> WHAT YOU WILL DO
Write the next few paragraphs of the article below about who should lead quality efforts in cardiac imaging, picking up right after its final quoted remark. Continue that article, not the listing.

> EXTRACTED TEXT
· · ·

ACC: Cards must drive better imaging quality

July 1, 2006

A top official for the American College of Cardiology says cardiologists should drive quality improvements in cardiac imaging, and that a major effort should be made to increase how imaging is used in cardiology research and practice.

A top official for the American College of Cardiology says cardiologists should drive quality improvements in cardiac imaging, and that a major effort should be made to increase how imaging is used in cardiology research and practice.

"New diagnostic tools and creative treatments have sparked an exciting evolution in medicine. While this would seem to be a positive change, sometimes we adopt these new tools without enough thought to ensuring quality," said Dr. Pamela S. Douglas, outgoing president of the ACC, during opening remarks at the organization's 2006 meeting.

Douglas called imaging vital to the development of cardiology.

Dr. James P. Borgstede, immediate past board chair of the American College of Radiology, said he commends the ACC for its "new" interest in imaging quality.

"We welcome them on board," he said. "This is a ship the ACR has been sailing alone for so many years."

In her speech, Douglas cited the rapid growth, inconsistent use, few regulatory controls, little evidence for outcomes, and a lack of consensus on the definition of quality as reasons why the cardiovascular community needs to take the lead on quality imaging. (Douglas declined to be interviewed; her remarks were published on www.acc.org as part of the group's annual meeting coverage.)

Dr. David Levin, an expert on self-referral and overutilization issues, is not convinced cardiologists should be taking the lead in this effort.

"There is nobody better to focus on image quality than radiologists, who are fully trained in CT and MR," Levin said. "The best way to produce quality imaging is to make sure that those doing it are appropriately trained. For the most part, that is not cardiologists."

· · ·

> GIVEN DATA
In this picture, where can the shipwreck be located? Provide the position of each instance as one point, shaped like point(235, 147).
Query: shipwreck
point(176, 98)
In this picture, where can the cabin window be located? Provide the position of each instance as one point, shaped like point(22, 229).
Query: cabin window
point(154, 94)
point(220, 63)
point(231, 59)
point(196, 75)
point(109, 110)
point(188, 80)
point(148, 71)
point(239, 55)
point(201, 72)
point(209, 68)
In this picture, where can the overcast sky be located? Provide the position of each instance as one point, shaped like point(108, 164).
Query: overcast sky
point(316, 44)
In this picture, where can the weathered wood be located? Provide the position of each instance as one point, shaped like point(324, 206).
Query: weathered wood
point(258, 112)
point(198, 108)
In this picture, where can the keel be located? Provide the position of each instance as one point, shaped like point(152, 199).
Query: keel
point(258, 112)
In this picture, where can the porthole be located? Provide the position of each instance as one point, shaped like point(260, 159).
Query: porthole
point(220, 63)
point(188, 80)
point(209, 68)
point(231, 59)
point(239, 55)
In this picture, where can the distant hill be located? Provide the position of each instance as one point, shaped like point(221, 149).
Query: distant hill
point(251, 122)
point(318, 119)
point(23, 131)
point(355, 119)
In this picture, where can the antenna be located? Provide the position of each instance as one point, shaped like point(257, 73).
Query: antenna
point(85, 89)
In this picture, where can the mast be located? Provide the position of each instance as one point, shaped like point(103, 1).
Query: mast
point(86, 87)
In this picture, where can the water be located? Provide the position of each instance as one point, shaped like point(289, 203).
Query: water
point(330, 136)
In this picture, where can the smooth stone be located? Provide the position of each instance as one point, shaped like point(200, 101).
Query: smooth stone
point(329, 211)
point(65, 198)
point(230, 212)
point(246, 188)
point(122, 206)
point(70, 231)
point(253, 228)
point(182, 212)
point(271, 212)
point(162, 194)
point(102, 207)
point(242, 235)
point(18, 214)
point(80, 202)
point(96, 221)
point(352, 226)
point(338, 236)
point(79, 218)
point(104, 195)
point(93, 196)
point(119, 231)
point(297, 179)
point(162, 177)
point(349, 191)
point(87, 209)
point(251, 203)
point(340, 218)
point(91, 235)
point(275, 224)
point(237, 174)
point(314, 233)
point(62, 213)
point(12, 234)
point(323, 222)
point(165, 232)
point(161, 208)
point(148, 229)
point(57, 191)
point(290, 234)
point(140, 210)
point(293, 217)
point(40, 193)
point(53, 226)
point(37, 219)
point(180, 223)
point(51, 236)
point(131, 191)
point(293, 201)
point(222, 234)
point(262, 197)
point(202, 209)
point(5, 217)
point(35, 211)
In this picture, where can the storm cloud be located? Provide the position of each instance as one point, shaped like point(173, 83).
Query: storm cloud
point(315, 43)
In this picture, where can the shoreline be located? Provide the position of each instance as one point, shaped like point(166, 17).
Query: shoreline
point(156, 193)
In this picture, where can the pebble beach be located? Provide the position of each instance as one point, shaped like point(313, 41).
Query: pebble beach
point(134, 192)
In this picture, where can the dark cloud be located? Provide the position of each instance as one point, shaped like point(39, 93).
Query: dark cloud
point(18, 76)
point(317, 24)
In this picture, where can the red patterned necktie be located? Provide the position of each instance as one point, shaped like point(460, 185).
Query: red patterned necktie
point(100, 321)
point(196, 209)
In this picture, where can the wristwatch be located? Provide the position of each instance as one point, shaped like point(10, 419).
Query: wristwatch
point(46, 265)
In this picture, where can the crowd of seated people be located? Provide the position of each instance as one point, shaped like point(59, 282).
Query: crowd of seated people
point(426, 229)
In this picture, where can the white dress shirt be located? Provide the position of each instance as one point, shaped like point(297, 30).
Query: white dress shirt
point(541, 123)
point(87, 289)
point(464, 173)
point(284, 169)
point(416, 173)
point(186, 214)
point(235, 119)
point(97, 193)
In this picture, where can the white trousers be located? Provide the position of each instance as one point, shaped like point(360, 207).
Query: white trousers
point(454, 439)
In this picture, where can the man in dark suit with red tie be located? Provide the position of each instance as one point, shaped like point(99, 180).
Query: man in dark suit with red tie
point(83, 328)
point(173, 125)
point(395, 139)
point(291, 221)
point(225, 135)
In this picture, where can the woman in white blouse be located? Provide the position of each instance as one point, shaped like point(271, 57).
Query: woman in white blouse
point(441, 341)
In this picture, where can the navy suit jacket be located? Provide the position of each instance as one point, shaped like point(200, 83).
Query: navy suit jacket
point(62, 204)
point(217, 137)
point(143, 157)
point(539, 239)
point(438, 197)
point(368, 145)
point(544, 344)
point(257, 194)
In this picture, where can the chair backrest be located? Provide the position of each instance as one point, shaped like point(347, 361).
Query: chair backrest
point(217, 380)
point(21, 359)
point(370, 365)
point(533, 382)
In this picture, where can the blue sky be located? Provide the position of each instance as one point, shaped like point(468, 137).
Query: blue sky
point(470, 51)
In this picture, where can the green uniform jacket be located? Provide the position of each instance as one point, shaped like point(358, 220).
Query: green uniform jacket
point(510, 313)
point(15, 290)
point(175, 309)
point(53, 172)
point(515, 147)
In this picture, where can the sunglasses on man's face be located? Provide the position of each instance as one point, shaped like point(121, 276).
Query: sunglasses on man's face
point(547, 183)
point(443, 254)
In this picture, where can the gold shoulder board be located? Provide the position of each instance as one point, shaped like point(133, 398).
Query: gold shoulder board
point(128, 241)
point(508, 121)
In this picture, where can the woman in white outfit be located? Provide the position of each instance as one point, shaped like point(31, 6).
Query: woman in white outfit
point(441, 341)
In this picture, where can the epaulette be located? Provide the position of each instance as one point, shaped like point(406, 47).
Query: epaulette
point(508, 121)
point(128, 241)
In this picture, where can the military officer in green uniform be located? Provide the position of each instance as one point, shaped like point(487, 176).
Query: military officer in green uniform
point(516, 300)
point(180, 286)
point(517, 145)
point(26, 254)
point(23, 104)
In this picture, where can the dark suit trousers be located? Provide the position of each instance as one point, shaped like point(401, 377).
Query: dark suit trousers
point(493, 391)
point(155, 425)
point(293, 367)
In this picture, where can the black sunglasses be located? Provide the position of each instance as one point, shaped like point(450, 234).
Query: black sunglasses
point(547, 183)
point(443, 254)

· · ·

> RESPONSE
In her address, Douglas pointed to recent efforts by the ACC to improve quality in imaging, including increased advocacy on Capitol Hill and the formation of the Coalition for Patient-Centered Imaging, a group of about 24 medical specialty organizations whose aim is to keep imaging available to all specialists.

"It is refreshing to see the recent interest other organizations have shown in quality imaging, particularly at a time when inappropriate utilization of diagnostic imaging is such a target of the government and payers," Borgstede said.

The ACR has a long history of improving quality imaging, he said, beginning in 1963 with the first accreditation program. It continued in 1993 when it established the first appropriateness criteria, punctuated by nearly $300 million in imaging research funding from the National Institutes of Health.

Cardiac CT and MRI presents the opportunity for true collaboration between cardiology and radiology, said Dr. Daniel Berman, director of cardiac imaging at Cedars-Sinai Medical Center in Los Angeles and a cardiologist within an imaging department.

"These high resolution anatomic and functional methods provide diagnostic information never before available," Berman said. "Optimizing

quality in imaging with these new modalities involves the entire spectrum, from indications for procedures to effectively guiding patient management, to achieve what is best for the patient. These considerations cross specialties and are not within the purview of any single professional group."